* _BRIEF 1_: Give the number of lines in the listing below that contain the string "teal", where case counts. Reply with the number alone.

Renowned Relationship and Communication Expert,
Professor of Linguistics at Georgetown University,
and Best-Selling Author
Deborah Tannen is University Professor and Professor of Linguistics at Georgetown University and author of many books and articles about how the language of everyday conversation affects relationships. She is best known as the author of You Just Don’t Understand: Women and Men in Conversation, which was on the New York Times best seller list for nearly four years, including eight months as No. 1, and has been translated into 31 languages. This is the book that brought gender differences in communication style to the forefront of public awareness.
Her books You Were Always Mom’s Favorite!: Sisters in Conversation Throughout Their Lives, and You’re Wearing THAT?: Understanding Mothers and Daughters in Conversation were also New York Times best sellers. Talking from 9 to 5: Women and Men at Work was a New York Times Business best seller. The Argument Culture: Stopping America’s War of Words received the Common Ground Book Award; and I Only Say This Because I Love You: Talking to Your Parents, Partner, Sibs, and Kids When You’re All Adults received a Books for a Better Life Award. Her most recent book is Finding My Father: His Century-Long Journey from World War I Warsaw and My Quest to Follow.

Collected data entries
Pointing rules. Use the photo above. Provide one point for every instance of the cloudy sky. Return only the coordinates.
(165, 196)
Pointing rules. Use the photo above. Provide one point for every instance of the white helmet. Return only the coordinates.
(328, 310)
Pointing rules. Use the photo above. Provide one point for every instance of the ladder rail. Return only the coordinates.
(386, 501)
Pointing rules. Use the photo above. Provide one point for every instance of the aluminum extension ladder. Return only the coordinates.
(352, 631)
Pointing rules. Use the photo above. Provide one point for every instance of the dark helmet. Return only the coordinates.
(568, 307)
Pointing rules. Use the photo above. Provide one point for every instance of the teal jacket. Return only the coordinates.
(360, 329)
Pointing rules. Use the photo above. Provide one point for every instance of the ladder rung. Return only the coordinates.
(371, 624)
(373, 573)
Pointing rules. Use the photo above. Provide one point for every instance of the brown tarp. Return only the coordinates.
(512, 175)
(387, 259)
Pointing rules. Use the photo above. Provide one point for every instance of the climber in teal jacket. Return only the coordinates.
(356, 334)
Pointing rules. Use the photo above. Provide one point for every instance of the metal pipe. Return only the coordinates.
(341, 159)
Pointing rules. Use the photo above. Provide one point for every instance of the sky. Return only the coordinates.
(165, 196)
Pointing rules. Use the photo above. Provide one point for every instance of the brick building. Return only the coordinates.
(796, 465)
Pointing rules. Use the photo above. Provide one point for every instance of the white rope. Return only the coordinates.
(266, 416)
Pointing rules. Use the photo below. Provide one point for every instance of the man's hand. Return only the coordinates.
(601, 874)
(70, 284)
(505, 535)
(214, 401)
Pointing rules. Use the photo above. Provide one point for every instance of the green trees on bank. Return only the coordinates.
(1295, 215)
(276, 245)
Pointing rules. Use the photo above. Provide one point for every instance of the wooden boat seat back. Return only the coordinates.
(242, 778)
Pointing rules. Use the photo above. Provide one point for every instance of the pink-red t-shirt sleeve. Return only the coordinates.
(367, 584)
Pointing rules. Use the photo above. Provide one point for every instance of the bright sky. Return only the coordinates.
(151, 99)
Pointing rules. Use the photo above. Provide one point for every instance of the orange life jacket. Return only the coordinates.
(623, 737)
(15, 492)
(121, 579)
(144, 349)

* _BRIEF 2_: Continue the biography of Deborah Tannen above, picking up right after its final sentence.

* _WRITTEN ANSWER 1_: 2

* _WRITTEN ANSWER 2_:
Deborah Tannen is a frequent guest on television and radio news and information shows, including 20/20, Good Morning America, The Today Show, The Rachael Ray Talk Show, PBS NewsHour, Charlie Rose, Oprah, Hardball, Nightline, many shows on CNN and NPR including Morning Edition, All Things Considered, The Diane Rehm Show, and Fresh Air. She has been featured in and written for most major newspapers and magazines, including The New York Times, Newsweek, Time, The Atlantic, USA Today, People, The Washington Post, and The Harvard Business Review.
Deborah Tannen is one of only six in Georgetown University’s College of Arts and Sciences who hold the distinguished rank of University Professor. She has been McGraw Distinguished Lecturer at Princeton University and spent a term in residence at the Institute for Advanced Study in Princeton, New Jersey; she has twice been a fellow at the Center for Advanced Study in the Behavioral Sciences at Stanford in Palo Alto, California. The recipient of five honorary doctorates, she is a member of the PEN/Faulkner Foundation Board of Directors.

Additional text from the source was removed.